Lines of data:

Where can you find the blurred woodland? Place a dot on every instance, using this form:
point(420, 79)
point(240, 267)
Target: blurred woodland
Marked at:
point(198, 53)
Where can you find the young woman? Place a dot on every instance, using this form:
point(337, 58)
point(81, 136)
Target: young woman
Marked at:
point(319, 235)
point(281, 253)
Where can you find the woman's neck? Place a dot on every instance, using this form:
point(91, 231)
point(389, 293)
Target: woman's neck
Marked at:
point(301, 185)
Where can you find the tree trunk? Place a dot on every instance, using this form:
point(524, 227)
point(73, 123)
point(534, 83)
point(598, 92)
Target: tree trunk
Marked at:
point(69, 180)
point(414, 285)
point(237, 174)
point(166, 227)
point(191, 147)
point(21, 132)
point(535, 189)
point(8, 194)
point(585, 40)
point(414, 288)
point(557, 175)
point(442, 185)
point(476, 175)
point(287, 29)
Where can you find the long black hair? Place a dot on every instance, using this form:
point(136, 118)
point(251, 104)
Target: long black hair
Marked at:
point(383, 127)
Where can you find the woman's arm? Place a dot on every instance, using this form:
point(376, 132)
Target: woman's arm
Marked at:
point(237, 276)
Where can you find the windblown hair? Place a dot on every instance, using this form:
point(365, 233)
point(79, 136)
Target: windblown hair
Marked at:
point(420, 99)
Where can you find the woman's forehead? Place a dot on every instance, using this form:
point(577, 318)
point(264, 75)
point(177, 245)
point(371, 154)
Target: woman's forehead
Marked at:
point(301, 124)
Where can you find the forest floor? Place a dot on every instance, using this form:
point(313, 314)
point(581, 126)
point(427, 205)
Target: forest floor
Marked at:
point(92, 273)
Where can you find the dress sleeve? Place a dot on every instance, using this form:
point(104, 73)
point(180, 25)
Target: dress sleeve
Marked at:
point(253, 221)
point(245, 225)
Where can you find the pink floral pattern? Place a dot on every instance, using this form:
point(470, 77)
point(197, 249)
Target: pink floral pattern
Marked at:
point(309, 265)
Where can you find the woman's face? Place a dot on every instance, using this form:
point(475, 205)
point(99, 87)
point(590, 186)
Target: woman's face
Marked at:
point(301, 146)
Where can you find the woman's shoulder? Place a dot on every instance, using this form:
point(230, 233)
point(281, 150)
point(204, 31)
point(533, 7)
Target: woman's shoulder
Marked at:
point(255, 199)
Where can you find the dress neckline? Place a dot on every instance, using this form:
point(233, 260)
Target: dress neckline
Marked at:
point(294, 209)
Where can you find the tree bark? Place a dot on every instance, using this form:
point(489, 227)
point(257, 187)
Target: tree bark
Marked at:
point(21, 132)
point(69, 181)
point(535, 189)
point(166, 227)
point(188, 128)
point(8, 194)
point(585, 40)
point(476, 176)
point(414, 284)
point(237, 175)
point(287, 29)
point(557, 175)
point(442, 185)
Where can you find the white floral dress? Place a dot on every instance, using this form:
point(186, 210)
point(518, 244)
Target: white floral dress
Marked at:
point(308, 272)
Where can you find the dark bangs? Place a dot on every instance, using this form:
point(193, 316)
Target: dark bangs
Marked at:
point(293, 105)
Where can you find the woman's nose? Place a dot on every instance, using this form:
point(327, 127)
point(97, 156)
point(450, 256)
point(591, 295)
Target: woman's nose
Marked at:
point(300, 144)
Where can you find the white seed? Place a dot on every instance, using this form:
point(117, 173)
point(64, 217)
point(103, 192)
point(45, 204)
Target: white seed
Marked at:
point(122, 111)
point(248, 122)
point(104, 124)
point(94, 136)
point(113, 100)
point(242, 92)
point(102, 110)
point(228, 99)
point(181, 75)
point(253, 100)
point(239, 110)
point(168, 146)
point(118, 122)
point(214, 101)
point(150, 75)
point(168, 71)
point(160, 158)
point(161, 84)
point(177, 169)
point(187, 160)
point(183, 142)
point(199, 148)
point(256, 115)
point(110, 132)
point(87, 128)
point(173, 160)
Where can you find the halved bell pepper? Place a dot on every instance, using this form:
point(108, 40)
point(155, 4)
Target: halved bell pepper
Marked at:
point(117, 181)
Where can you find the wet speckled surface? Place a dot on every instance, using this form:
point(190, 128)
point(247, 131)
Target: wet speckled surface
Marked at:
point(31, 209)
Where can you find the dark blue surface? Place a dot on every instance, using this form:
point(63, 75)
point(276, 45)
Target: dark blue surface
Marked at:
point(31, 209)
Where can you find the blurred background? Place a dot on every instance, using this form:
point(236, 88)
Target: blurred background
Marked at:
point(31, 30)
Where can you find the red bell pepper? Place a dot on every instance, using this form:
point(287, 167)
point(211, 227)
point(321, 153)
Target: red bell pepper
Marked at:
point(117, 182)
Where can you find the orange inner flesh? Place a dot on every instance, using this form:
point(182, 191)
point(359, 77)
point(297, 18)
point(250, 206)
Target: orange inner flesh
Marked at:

## What this task involves
Rescale the part of the data that opens with the line containing "Where can you find the white floral" and closes with the line containing "point(300, 144)", giving back every line, requests included. Multiply each coordinate in the answers by 2.25 and round to a whole number, with halves rounded up, while leaving the sample points in the requests as they are.

## Written solution
Where can you find the white floral dress? Place a dot on every instance, using this form:
point(186, 210)
point(518, 244)
Target: white floral dress
Marked at:
point(693, 612)
Where can you find the dark bangs? Place a dot on every instance, using this form:
point(193, 316)
Target: dark bangs
Marked at:
point(659, 236)
Where can you find the woman's nose? Place a dot on every instance, using this form:
point(327, 127)
point(97, 156)
point(450, 256)
point(591, 295)
Target: woman's nose
Marked at:
point(675, 324)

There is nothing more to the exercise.